Retype all of the rows below without changing a single character.

Recorded data
========================================

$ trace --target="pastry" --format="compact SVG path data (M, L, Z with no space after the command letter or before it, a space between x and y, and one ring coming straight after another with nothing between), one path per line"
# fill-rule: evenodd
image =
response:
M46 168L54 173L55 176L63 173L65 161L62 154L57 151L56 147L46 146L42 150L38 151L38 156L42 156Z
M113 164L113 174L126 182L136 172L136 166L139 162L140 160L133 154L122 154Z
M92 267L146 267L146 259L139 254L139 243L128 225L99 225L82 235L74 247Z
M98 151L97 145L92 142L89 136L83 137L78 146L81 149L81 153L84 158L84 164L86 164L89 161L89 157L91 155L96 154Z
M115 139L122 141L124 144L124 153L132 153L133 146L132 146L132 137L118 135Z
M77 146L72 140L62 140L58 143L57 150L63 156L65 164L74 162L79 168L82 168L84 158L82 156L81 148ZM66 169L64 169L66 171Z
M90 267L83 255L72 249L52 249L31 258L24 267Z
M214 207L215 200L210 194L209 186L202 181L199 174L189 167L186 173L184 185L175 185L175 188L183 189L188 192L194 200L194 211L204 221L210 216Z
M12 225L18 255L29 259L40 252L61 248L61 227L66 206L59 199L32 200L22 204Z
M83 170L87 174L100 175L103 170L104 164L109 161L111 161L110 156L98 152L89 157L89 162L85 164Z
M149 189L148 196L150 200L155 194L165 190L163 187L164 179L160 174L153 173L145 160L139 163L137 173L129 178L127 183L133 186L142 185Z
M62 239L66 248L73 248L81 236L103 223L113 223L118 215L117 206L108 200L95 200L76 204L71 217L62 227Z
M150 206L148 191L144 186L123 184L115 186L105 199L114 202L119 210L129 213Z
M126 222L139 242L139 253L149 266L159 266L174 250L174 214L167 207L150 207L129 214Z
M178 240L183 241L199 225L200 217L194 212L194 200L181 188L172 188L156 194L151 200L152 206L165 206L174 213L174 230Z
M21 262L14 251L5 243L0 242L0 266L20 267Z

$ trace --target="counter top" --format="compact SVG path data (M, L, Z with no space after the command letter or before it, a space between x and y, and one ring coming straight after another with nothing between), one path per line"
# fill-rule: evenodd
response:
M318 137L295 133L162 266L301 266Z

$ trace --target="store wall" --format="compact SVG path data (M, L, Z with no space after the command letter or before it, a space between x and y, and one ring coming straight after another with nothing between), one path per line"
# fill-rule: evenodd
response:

========================================

→ **Solution to this task**:
$ trace --target="pastry" --format="compact SVG path data (M, L, Z with no space after the command letter or before it, a space between x and y, and one ring coming straight after another with nothing between), one path per line"
# fill-rule: evenodd
image =
response:
M46 168L54 173L55 176L63 173L65 161L62 154L57 151L56 147L46 146L42 150L38 151L38 156L42 156Z
M113 164L113 174L126 182L136 172L136 166L139 162L140 160L133 154L122 154Z
M92 267L146 267L146 259L139 254L139 243L128 225L99 225L82 235L74 247Z
M98 151L97 145L92 142L89 136L83 137L78 146L81 149L81 153L84 158L84 164L86 164L89 161L89 157L91 155L96 154Z
M115 139L122 141L124 144L124 153L132 153L133 146L132 146L132 137L118 135Z
M77 146L72 140L62 140L58 143L57 150L63 156L65 164L74 162L79 168L82 168L84 158L82 156L81 148ZM66 169L64 169L66 171Z
M90 267L83 255L72 249L52 249L31 258L24 267Z
M214 207L215 200L210 194L209 186L202 181L199 174L189 167L186 173L184 185L175 185L175 188L183 189L188 192L194 200L194 211L204 221L210 216Z
M12 225L18 255L29 259L40 252L61 248L61 227L66 206L59 199L32 200L22 204Z
M83 170L87 174L100 175L103 170L104 164L109 161L111 161L110 156L98 152L89 157L89 162L85 164Z
M149 189L148 196L150 200L155 194L165 190L163 187L164 179L160 174L153 173L145 160L139 163L137 173L129 178L127 183L133 186L142 185Z
M62 239L66 248L73 248L81 236L103 223L113 223L118 215L117 206L108 200L95 200L76 204L71 217L62 227Z
M150 206L148 191L144 186L123 184L115 186L105 199L114 202L119 210L129 213Z
M126 222L139 242L139 253L149 266L159 266L174 250L174 214L167 207L150 207L129 214Z
M178 240L183 241L199 225L200 217L194 212L194 200L181 188L172 188L156 194L151 200L152 206L165 206L174 213L174 230Z
M21 262L14 251L5 243L0 242L0 266L20 267Z

$ trace --target="counter top" --format="compact SVG path data (M, L, Z with no space after the command letter or before it, a space between x and y, and one ring coming straight after another with nothing between), one path per line"
# fill-rule: evenodd
response:
M318 137L295 133L162 266L301 266Z

$ trace --target="store wall" --format="compact SVG path data (M, L, Z with no space after the command letter or before it, a space between x and y, and one ring coming straight after another with nothing between), one path per line"
# fill-rule: evenodd
response:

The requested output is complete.